** begin **

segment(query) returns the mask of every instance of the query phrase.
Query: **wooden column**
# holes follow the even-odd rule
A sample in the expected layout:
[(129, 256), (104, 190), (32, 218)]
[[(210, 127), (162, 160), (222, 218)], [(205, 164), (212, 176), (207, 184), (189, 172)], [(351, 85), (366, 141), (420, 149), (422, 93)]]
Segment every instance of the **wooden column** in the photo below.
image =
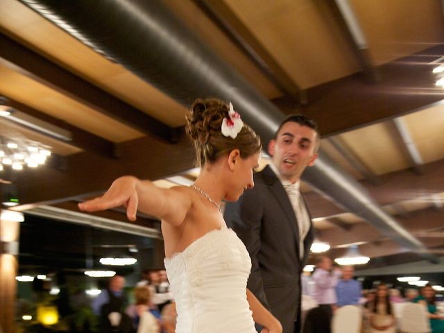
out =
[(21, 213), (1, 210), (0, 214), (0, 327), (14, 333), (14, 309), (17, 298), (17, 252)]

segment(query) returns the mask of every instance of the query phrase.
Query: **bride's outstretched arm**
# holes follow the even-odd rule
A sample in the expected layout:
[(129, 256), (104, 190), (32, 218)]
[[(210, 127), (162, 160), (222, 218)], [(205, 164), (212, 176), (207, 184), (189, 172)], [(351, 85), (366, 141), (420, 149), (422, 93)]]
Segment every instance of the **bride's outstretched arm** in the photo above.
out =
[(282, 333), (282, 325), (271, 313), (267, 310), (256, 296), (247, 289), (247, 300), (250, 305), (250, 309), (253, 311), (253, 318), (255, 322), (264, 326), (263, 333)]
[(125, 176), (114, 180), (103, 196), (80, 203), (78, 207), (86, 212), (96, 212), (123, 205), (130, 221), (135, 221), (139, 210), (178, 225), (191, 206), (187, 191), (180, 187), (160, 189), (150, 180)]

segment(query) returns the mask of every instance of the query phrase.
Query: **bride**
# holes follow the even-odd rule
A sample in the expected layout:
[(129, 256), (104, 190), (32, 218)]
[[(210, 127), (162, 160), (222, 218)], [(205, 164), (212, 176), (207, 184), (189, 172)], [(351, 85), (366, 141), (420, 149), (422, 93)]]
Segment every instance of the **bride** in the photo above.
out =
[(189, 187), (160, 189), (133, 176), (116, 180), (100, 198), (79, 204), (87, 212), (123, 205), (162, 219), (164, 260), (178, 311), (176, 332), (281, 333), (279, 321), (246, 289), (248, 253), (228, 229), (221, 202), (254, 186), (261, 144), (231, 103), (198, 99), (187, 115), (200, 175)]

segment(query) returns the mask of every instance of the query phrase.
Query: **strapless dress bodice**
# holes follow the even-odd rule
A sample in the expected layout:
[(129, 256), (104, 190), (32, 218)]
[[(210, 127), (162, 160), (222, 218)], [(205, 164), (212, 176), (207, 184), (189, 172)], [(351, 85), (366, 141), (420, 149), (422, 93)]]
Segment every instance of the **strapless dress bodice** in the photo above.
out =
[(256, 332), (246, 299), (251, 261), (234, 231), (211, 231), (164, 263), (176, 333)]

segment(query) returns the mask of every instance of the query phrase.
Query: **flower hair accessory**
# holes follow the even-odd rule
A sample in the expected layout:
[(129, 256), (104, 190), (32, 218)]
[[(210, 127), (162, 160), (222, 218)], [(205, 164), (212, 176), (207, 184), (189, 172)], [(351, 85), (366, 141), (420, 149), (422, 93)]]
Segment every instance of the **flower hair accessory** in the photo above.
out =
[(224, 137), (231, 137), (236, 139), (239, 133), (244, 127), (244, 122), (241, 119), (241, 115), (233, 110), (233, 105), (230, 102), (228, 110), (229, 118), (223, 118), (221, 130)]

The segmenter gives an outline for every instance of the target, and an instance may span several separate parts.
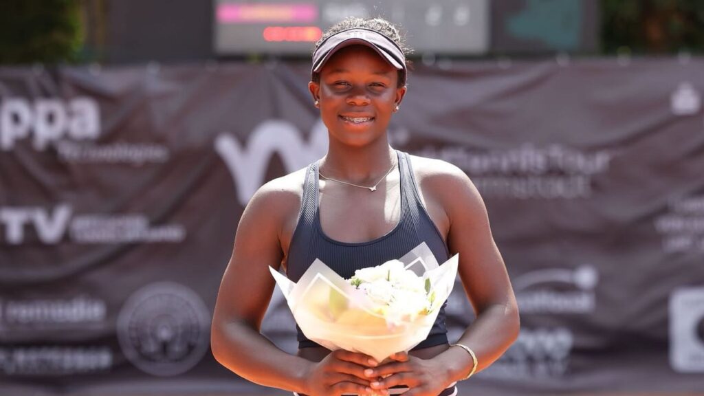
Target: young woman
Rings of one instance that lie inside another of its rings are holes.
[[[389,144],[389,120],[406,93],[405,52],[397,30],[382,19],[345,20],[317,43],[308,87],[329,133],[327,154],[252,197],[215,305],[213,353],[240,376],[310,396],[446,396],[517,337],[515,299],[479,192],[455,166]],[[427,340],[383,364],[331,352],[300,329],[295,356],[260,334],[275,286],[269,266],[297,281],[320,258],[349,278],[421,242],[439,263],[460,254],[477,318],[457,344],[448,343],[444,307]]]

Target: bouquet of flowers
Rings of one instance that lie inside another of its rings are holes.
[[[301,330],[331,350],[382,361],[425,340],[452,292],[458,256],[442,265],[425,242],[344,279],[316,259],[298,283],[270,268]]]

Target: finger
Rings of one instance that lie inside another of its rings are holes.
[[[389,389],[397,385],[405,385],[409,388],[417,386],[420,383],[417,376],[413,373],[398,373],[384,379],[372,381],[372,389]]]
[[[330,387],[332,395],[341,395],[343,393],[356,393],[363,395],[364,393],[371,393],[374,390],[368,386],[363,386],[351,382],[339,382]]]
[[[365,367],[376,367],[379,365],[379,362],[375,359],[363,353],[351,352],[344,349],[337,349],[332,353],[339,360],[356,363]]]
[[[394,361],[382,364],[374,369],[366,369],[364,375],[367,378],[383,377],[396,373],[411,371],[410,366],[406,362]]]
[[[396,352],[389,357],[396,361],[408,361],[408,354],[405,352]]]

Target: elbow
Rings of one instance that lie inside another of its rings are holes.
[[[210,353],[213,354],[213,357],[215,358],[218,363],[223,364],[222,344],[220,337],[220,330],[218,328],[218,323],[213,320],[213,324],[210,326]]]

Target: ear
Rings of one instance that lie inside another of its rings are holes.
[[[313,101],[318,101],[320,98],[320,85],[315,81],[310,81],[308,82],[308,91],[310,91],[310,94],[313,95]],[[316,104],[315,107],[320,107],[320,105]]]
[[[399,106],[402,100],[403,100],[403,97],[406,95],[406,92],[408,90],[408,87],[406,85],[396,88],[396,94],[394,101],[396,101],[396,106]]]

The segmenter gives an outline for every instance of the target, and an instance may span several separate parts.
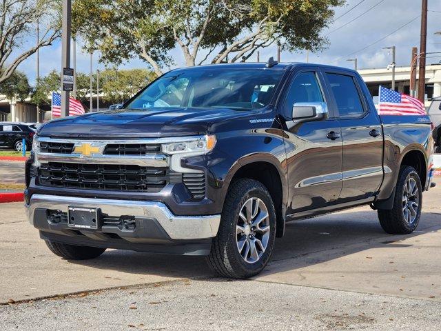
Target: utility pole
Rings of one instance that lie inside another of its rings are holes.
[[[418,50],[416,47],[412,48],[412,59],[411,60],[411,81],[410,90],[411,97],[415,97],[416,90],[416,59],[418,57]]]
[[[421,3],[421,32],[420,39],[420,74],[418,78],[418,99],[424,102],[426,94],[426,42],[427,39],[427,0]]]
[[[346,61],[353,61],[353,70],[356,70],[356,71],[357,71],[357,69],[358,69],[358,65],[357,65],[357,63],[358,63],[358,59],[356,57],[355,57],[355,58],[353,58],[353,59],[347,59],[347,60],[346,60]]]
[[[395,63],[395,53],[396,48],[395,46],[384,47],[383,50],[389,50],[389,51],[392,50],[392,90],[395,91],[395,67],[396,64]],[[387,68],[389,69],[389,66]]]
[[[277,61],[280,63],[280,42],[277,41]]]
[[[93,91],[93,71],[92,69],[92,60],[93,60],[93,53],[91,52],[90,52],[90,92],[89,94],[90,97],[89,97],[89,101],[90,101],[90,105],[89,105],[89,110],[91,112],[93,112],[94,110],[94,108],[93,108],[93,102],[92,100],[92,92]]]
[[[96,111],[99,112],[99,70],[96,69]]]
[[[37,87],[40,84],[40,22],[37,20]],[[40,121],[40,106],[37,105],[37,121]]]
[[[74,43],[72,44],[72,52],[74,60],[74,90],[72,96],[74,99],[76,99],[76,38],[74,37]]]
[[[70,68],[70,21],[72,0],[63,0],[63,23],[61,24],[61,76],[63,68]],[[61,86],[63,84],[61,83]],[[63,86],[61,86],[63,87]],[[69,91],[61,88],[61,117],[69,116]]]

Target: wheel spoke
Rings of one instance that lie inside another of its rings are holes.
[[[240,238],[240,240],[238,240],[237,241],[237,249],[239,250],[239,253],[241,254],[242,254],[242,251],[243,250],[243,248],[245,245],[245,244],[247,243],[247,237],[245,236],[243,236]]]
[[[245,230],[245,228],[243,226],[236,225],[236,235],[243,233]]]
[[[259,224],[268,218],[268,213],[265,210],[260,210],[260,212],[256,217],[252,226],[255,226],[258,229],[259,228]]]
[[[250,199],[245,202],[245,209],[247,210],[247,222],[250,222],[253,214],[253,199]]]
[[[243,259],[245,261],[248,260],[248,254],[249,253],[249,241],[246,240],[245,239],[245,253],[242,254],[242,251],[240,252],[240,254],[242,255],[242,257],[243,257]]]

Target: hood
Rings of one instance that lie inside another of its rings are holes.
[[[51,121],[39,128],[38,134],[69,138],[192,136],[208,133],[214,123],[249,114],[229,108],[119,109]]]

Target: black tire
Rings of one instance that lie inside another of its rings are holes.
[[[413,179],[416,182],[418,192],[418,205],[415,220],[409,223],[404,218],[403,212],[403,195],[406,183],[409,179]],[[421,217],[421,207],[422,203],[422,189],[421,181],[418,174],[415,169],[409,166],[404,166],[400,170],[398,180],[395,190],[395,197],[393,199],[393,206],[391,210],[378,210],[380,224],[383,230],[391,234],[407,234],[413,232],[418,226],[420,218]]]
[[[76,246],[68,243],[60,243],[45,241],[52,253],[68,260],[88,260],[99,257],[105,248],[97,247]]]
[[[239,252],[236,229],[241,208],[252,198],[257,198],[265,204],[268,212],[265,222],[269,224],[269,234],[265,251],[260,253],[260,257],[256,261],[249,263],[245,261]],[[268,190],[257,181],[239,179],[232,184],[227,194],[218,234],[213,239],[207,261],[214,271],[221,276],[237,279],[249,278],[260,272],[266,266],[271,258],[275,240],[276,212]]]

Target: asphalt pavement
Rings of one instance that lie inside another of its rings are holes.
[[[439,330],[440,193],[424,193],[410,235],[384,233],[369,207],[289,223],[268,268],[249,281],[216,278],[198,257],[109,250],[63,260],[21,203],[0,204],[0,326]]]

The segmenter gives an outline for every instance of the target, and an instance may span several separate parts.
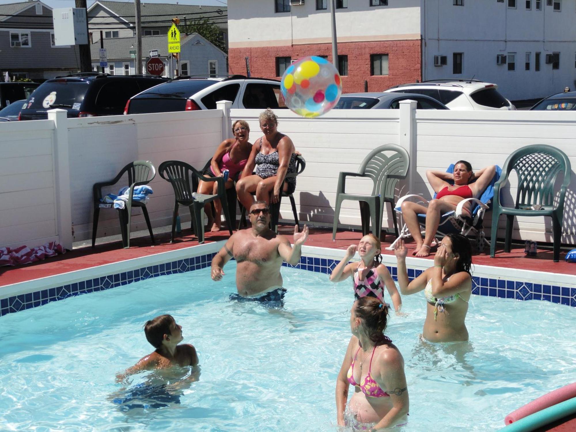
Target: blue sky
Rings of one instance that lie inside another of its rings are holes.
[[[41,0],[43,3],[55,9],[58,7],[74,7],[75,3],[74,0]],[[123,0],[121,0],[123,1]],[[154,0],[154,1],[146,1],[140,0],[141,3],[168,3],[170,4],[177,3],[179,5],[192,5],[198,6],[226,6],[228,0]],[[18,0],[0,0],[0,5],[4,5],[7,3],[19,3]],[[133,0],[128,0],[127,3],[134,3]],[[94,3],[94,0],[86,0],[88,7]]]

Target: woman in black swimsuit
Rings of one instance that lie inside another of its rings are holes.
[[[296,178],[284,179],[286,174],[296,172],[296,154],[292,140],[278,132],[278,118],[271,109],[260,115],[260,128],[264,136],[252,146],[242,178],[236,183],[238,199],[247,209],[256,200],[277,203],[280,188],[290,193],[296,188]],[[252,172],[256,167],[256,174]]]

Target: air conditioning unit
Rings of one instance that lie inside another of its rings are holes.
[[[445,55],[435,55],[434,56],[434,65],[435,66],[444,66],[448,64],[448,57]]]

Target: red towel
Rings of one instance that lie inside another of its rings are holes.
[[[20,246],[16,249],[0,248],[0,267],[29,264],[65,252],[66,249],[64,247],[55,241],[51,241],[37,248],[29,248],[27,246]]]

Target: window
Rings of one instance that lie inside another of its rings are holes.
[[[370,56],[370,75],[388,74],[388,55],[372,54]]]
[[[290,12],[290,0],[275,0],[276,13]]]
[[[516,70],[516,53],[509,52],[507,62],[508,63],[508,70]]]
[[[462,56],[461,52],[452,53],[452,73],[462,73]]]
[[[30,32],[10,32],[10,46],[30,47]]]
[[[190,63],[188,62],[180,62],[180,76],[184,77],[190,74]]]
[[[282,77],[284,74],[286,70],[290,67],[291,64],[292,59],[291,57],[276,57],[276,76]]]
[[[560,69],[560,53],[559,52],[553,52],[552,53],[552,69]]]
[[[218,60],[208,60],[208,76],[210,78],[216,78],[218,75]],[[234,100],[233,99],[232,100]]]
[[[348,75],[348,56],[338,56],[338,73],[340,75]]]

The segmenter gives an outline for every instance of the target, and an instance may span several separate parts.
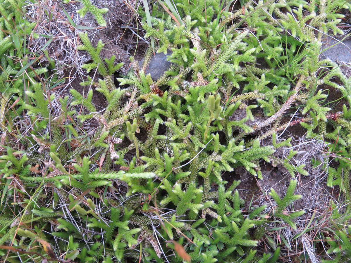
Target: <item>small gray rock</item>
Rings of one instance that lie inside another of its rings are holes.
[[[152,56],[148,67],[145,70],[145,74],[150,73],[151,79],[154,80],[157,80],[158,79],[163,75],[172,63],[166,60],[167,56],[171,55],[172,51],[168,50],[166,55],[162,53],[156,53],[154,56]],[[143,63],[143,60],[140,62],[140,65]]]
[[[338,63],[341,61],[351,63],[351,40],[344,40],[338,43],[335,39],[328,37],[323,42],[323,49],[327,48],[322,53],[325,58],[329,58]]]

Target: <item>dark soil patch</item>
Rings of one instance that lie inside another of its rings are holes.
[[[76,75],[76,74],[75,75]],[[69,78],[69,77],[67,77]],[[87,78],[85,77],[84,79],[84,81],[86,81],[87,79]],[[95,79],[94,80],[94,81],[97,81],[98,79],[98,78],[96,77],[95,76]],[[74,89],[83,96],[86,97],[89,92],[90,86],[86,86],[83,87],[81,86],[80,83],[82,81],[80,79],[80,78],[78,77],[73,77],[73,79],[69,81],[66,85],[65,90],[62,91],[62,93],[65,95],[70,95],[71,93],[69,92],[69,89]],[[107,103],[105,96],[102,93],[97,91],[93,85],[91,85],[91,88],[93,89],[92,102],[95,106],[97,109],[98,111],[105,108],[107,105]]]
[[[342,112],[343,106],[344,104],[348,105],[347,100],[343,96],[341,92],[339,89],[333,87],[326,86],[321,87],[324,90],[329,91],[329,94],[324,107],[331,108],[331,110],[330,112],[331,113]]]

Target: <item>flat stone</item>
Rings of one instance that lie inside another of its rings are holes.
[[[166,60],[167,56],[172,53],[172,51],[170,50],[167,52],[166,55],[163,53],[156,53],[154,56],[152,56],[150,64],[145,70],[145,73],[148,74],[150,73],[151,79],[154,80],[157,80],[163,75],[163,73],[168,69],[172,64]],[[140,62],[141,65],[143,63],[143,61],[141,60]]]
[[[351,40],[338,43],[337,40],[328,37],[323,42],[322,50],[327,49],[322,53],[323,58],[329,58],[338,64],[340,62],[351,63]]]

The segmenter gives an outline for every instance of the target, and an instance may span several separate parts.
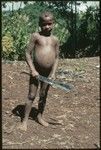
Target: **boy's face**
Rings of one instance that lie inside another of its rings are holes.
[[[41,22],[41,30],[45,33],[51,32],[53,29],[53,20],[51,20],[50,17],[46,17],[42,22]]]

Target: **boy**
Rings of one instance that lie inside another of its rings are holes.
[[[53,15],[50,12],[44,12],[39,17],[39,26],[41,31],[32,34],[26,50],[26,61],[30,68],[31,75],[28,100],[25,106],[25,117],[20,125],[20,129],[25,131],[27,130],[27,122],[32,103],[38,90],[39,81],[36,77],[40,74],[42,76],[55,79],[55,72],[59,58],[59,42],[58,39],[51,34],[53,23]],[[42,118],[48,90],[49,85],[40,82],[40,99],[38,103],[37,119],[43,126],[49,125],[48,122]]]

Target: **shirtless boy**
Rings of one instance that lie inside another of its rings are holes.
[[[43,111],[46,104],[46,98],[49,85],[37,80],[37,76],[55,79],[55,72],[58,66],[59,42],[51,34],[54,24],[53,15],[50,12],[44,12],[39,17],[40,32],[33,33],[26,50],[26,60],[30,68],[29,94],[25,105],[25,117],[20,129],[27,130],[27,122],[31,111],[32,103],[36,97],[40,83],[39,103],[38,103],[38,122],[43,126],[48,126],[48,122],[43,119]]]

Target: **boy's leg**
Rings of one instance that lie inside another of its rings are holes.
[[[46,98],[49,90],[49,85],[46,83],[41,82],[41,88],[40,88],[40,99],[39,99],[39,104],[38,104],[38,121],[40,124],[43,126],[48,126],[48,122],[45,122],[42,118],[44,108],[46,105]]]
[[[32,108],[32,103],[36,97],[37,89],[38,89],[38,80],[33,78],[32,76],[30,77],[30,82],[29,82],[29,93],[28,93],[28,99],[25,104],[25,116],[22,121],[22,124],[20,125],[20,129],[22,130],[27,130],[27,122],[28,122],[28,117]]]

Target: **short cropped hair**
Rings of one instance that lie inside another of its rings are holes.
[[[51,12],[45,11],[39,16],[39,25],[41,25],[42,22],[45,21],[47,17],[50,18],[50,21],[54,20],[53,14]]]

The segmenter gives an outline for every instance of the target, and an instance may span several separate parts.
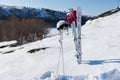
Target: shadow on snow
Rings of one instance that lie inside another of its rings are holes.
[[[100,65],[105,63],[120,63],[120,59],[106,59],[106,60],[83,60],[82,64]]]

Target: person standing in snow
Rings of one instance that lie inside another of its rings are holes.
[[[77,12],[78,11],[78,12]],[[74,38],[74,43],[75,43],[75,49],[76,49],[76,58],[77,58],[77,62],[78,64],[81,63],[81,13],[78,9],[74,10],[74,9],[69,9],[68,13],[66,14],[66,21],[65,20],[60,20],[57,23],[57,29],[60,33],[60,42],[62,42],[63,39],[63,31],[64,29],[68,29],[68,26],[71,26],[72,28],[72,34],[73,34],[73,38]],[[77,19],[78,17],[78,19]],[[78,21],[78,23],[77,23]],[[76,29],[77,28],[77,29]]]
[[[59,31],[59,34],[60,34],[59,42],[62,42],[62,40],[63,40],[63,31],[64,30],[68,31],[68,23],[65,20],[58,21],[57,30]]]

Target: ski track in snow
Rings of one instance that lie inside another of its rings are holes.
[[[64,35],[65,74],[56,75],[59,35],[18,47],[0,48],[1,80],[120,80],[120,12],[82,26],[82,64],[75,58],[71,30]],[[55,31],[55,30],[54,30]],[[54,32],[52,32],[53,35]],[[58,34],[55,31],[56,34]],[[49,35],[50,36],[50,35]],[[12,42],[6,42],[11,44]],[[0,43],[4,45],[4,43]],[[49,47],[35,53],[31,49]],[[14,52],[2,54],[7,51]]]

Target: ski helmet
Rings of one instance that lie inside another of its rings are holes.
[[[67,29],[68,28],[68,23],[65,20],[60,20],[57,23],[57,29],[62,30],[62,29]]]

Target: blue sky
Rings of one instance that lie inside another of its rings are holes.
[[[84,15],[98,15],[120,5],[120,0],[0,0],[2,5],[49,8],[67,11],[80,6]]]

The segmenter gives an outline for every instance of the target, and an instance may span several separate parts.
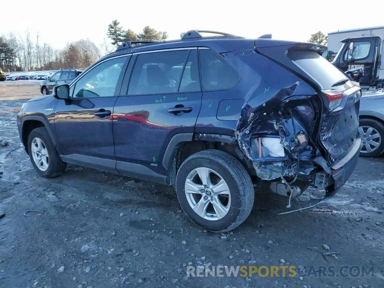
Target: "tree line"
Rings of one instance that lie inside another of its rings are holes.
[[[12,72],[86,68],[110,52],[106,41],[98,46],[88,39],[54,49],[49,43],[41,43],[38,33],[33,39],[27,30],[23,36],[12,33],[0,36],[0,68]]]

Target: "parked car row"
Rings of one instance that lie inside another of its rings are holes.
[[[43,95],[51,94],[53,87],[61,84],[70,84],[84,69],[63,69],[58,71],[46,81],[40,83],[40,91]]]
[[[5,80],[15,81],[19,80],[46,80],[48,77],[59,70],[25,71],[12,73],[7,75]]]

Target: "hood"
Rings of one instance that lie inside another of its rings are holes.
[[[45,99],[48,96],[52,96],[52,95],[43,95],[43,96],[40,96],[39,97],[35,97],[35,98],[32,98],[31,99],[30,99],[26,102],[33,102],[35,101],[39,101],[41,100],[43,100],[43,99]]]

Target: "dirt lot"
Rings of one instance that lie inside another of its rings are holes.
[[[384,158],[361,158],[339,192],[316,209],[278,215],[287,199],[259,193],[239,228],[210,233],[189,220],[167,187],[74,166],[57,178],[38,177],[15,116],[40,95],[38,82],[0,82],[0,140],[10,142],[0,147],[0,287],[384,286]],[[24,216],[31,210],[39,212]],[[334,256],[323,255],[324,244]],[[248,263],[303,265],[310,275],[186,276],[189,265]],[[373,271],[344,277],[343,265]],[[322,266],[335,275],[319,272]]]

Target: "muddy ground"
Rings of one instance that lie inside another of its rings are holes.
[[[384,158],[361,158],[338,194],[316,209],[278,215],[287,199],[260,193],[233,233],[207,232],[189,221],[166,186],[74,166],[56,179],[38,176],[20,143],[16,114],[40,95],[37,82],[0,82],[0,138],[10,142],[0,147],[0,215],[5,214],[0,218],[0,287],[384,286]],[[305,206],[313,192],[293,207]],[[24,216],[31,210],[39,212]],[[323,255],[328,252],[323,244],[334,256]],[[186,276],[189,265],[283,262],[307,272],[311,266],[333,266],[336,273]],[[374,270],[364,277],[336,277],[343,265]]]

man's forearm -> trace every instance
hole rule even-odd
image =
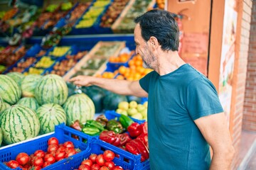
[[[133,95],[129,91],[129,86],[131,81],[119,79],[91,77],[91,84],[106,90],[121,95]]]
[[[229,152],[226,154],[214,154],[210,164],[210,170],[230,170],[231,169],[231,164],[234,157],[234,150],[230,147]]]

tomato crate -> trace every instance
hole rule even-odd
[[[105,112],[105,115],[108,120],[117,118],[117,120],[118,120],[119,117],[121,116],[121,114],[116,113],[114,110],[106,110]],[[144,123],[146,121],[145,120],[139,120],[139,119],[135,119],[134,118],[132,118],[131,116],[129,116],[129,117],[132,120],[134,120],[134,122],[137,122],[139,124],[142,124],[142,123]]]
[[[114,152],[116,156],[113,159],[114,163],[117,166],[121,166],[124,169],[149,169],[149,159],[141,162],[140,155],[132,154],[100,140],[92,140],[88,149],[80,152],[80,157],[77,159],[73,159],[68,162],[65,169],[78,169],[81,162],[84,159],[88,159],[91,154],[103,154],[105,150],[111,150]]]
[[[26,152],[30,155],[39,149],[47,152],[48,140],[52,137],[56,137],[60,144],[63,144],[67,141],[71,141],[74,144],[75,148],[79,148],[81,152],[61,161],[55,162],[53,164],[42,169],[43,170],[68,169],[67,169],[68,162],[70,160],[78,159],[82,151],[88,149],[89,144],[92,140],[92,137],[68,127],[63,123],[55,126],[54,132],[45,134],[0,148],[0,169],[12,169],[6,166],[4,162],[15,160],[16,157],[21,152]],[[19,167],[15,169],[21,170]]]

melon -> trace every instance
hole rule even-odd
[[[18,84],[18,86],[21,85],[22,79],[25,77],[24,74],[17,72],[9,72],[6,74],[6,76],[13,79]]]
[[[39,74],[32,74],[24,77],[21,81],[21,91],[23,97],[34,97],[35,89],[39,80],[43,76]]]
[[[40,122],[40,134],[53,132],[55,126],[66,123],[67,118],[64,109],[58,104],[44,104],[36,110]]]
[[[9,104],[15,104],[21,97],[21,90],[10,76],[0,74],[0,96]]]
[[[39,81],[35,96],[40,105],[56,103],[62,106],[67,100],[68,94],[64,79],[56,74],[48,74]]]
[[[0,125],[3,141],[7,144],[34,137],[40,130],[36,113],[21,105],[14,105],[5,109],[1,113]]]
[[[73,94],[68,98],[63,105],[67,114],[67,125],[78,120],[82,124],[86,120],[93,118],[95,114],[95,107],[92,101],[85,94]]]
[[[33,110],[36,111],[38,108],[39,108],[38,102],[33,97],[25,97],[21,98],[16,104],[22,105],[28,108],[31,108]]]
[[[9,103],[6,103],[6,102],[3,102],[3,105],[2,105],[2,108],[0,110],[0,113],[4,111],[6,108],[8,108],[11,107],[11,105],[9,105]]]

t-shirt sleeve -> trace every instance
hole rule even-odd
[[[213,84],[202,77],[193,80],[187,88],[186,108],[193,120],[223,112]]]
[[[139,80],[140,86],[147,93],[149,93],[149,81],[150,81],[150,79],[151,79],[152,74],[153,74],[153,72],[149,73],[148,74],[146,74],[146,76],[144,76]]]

** end **

- **The problem**
Reproduce the listing lines from the one containing "Target: air conditioning unit" through the one containing "[[[348,75],[348,56],[338,56],[338,73],[340,75]]]", including both of those lines.

- **Finished answer**
Target: air conditioning unit
Rings of one instance that lie inside another of its rings are holes.
[[[445,55],[435,55],[434,56],[434,65],[435,66],[444,66],[448,64],[448,57]]]

Target: red towel
Rings of one instance that lie inside another of its rings are holes.
[[[20,246],[16,249],[0,248],[0,267],[29,264],[65,252],[66,249],[64,247],[55,241],[51,241],[37,248],[29,248],[27,246]]]

Target: window
Rings of one instance that lie inside another of its rings are holes.
[[[370,56],[370,75],[388,74],[388,55],[372,54]]]
[[[290,12],[290,0],[275,0],[276,13]]]
[[[516,70],[516,53],[509,52],[507,62],[508,63],[508,70]]]
[[[462,56],[461,52],[452,53],[452,73],[462,73]]]
[[[30,32],[10,32],[10,46],[30,47]]]
[[[190,63],[188,62],[180,62],[180,76],[184,77],[190,74]]]
[[[282,77],[284,74],[286,70],[290,67],[291,64],[292,59],[291,57],[276,57],[276,76]]]
[[[560,69],[560,53],[559,52],[553,52],[552,53],[552,69]]]
[[[218,60],[208,60],[208,76],[210,78],[216,78],[218,75]],[[234,100],[233,99],[232,100]]]
[[[348,75],[348,56],[338,56],[338,73],[340,75]]]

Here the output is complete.